═══ Passage
De maatregel van terbeschikkingstelling met verpleging van overheidswege wordt opgelegd ter zake van een misdrijf dat gericht is tegen of gevaar veroorzaakt voor de onaantastbaarheid van het lichaam van een of meer personen, te weten een poging doodslag. De totale duur van de op te leggen maatregel kan daarom een periode van vier jaar te boven gaan.

8.De inbeslaggenomen voorwerpen

8.1.
De vordering van de officier van justitie
De officier van justitie heeft gevorderd dat de inbeslaggenomen jas zal worden teruggegeven aan de beslagene en dat het mes verbeurd zal worden verklaard.
8.2.
Het standpunt van de verdediging
De verdediging heeft geen standpunt ingenomen over het beslag.
8.3.
Het oordeel van de rechtbank
Nu het belang van strafvordering zich daartegen niet meer verzet, zal de rechtbank de teruggave aan de beslagene, te weten [aangever 1] , gelasten van de op de beslaglijst onder 1 genoemde jas.
══════
═══ Onderzochte gegevens
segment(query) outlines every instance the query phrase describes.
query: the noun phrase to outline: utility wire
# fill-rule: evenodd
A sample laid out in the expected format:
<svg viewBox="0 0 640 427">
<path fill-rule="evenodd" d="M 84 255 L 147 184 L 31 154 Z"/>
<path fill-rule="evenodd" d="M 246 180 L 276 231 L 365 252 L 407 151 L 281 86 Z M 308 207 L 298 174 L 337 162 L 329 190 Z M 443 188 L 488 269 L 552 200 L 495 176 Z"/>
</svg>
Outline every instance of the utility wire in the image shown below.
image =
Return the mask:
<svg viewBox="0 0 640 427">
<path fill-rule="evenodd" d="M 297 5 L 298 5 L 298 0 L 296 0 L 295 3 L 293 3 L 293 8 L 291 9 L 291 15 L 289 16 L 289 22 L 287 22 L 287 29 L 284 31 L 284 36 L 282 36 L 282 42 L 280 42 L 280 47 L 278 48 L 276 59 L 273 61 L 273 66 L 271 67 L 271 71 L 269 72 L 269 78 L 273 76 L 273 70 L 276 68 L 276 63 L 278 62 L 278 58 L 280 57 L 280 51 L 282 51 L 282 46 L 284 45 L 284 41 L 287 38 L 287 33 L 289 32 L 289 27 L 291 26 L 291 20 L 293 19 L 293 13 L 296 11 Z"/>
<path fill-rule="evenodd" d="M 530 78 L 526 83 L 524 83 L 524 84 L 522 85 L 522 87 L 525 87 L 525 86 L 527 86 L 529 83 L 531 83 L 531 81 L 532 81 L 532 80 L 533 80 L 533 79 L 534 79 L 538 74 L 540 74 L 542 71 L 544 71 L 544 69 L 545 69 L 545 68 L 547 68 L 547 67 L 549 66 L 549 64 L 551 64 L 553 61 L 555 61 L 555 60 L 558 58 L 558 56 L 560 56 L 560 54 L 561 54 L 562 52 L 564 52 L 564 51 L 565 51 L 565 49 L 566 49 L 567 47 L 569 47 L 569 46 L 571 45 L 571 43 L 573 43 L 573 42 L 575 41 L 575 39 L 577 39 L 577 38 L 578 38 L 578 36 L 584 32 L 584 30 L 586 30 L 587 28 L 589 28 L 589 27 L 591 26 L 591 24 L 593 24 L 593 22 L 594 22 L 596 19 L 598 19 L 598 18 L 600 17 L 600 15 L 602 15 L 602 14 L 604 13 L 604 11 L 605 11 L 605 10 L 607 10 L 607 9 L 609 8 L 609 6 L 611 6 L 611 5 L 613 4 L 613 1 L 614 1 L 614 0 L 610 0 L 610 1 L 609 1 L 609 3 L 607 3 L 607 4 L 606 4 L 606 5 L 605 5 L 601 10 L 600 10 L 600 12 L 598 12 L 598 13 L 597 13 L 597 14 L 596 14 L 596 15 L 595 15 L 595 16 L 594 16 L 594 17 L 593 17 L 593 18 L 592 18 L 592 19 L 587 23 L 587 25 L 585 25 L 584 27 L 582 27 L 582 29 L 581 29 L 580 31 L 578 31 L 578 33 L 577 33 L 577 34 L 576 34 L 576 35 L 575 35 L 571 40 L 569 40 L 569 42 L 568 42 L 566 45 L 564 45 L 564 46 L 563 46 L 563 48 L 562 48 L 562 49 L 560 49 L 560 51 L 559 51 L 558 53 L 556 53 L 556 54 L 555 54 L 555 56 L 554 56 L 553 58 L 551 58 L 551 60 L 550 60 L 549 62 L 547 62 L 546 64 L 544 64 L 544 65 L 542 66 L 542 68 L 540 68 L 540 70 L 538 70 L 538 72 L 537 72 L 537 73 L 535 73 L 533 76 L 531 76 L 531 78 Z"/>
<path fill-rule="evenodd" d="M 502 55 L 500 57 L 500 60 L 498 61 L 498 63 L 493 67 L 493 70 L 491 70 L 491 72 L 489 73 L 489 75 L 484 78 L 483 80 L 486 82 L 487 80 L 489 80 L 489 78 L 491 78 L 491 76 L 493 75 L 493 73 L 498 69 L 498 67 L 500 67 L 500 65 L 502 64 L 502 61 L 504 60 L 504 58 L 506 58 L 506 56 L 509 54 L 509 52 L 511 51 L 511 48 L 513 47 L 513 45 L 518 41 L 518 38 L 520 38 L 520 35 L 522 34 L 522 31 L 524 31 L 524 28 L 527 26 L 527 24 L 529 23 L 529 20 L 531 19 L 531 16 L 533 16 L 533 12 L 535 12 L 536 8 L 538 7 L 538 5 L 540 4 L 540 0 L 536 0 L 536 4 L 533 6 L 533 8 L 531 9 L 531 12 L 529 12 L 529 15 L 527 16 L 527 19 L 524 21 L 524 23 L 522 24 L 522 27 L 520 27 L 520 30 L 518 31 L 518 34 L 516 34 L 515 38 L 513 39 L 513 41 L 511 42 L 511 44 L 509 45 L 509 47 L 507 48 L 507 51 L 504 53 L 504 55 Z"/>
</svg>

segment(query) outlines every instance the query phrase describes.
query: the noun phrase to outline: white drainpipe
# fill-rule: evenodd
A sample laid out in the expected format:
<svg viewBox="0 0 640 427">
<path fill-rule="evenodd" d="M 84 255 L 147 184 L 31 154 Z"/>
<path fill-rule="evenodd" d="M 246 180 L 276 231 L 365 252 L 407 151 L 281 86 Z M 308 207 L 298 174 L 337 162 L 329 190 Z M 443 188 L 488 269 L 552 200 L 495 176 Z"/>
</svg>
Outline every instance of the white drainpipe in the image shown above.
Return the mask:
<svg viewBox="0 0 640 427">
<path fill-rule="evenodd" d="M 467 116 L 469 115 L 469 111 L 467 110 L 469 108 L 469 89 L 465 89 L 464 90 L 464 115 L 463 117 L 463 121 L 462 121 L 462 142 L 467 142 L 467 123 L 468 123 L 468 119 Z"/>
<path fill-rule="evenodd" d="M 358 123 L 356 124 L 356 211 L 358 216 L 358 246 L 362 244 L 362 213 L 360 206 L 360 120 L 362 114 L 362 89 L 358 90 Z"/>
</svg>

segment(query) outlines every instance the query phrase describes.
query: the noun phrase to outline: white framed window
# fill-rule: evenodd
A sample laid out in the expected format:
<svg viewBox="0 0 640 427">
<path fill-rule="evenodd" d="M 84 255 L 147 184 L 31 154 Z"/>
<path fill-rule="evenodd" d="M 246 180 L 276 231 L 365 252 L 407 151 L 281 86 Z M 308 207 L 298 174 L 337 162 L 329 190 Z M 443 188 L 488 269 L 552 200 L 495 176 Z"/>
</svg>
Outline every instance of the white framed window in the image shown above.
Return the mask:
══════
Werkinstructies:
• 1. Wat heeft de officier van justitie volgens de passage gevorderd ten aanzien van het mes?
• 2. Herhaal het stuk uit de passage dat begint bij de woorden "De maatregel van" en stop na "zal worden verklaard.".
Het materiaal speelt hierbij geen rol.

Gegeven antwoorden:
• 1. Dat het mes verbeurd zal worden verklaard.

• 2.
De maatregel van terbeschikkingstelling met verpleging van overheidswege wordt opgelegd ter zake van een misdrijf dat gericht is tegen of gevaar veroorzaakt voor de onaantastbaarheid van het lichaam van een of meer personen, te weten een poging doodslag. De totale duur van de op te leggen maatregel kan daarom een periode van vier jaar te boven gaan.

8.De inbeslaggenomen voorwerpen

8.1.
De vordering van de officier van justitie
De officier van justitie heeft gevorderd dat de inbeslaggenomen jas zal worden teruggegeven aan de beslagene en dat het mes verbeurd zal worden verklaard.